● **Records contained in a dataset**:
--------------------------------------------------

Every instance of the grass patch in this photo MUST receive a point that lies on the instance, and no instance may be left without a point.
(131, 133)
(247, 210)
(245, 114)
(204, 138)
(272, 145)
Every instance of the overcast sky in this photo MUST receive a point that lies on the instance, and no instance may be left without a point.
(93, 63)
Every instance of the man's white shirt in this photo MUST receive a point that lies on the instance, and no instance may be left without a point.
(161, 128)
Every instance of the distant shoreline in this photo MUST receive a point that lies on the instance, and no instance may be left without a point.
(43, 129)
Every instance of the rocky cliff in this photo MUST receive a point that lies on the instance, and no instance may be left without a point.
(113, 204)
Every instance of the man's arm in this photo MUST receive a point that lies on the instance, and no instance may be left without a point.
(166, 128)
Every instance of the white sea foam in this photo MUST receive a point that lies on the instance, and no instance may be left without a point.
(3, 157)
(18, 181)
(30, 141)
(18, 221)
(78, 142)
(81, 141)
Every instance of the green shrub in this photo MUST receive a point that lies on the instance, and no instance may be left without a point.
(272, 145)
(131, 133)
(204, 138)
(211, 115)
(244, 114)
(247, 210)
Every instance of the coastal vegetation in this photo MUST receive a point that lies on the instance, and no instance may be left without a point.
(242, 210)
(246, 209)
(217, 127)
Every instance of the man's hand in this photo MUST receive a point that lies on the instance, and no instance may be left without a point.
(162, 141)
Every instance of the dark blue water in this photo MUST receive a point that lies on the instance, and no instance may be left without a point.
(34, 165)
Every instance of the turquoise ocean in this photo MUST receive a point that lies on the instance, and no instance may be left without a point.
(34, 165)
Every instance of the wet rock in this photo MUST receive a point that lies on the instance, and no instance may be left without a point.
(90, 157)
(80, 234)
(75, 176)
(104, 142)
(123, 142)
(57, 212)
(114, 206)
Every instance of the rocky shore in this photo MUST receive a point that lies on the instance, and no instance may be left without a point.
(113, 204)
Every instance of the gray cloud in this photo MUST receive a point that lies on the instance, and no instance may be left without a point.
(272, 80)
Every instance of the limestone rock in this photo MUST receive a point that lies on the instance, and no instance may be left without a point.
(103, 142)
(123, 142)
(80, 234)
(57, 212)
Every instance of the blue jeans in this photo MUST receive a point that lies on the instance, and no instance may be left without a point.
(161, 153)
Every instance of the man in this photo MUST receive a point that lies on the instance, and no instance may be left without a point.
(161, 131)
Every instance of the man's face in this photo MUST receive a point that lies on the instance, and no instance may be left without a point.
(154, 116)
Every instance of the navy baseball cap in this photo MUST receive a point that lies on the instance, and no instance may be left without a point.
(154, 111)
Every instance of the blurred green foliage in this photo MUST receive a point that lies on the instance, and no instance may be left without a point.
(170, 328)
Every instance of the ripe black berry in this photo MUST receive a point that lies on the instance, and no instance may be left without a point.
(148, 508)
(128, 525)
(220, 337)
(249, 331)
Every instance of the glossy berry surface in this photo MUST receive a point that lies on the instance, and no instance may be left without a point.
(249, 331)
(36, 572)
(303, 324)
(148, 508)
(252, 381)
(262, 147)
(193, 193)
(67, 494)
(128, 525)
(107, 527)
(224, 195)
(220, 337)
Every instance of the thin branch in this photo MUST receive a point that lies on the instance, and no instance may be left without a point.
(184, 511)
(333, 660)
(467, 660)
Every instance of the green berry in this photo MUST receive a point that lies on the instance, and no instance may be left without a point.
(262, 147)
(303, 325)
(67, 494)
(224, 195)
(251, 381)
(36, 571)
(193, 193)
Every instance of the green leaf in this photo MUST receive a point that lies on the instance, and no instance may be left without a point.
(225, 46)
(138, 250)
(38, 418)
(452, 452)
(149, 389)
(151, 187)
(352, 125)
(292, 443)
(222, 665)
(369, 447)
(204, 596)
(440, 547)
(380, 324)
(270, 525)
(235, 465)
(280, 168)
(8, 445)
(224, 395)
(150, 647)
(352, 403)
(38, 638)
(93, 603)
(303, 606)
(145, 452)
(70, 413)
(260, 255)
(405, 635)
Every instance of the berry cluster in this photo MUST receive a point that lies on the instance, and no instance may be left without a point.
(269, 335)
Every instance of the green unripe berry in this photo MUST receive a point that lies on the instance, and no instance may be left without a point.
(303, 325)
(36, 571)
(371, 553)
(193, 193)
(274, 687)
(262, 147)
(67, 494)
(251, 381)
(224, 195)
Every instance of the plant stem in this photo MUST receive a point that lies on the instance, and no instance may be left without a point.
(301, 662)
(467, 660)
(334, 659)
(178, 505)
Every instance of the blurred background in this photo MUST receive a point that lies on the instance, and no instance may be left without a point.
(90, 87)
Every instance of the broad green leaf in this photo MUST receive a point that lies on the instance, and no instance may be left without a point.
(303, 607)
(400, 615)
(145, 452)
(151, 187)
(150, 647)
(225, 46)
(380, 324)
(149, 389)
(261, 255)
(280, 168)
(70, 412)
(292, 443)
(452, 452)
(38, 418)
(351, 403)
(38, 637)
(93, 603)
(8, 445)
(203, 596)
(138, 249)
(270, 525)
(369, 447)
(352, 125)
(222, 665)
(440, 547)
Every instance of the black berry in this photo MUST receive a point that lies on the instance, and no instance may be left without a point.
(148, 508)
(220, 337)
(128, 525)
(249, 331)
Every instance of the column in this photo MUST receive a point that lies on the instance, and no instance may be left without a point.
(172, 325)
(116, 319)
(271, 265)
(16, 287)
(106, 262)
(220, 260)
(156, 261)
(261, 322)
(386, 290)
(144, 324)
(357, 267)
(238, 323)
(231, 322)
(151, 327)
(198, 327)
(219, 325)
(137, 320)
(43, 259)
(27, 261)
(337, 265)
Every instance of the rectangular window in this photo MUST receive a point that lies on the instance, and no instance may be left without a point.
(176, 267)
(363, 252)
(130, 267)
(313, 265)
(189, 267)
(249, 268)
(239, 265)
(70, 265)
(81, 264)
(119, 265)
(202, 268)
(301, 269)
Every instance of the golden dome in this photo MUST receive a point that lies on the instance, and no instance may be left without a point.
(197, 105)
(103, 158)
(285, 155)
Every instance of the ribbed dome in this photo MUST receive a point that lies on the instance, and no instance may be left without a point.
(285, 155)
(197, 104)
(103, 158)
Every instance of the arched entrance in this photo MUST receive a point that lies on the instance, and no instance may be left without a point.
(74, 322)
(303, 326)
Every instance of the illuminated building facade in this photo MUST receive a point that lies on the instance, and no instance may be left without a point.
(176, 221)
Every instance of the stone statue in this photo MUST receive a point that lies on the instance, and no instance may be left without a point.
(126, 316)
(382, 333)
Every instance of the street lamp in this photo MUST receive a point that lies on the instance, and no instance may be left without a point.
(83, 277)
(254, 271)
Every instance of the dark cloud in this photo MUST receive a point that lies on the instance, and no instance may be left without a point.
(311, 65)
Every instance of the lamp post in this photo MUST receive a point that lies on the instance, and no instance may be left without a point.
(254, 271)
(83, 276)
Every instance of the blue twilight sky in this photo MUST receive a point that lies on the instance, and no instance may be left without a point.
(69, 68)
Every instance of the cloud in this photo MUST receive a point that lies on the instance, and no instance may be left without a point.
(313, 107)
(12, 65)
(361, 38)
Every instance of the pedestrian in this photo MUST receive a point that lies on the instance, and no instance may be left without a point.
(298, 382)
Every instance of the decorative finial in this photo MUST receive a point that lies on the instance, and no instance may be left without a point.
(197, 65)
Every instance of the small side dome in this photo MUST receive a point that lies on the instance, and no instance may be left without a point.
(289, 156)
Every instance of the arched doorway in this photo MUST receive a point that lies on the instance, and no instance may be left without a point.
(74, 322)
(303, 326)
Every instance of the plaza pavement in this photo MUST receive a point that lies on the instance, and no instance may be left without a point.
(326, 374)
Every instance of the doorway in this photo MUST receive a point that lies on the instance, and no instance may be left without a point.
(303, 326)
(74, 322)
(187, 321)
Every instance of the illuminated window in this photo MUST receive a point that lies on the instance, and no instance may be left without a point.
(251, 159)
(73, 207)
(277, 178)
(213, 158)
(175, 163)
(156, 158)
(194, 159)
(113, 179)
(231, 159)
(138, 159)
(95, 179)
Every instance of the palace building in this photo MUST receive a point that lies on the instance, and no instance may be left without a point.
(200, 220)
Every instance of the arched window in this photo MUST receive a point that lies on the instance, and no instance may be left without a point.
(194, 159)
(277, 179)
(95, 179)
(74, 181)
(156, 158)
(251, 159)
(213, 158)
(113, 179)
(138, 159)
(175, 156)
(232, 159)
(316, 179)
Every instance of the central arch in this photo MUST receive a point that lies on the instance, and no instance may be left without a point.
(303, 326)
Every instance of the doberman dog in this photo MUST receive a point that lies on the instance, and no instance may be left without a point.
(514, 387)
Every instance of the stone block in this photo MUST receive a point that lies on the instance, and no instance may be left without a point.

--------------------------------------------------

● **WORK TO DO**:
Every line from the one containing "Every instance of the arched window" through the last line must be copied exactly; leave out the rest.

● **EXERCISE ANSWER**:
Every instance of the arched window in this photo MUST receive a point that lies on the instance, and no instance may be left without a point.
(194, 159)
(277, 179)
(95, 179)
(74, 181)
(156, 158)
(251, 159)
(213, 158)
(113, 179)
(138, 159)
(175, 156)
(232, 159)
(316, 179)
Every instance of the central arch in this photo MUST receive a point that lies on the instance, and no instance may be left without a point.
(303, 326)
Every instance of the doberman dog in this photo MUST receive a point that lies on the instance, and no instance may be left without a point.
(514, 387)
Every instance of the stone block in this photo MUST receive a point that lies on the instance, and no instance may be left without a point.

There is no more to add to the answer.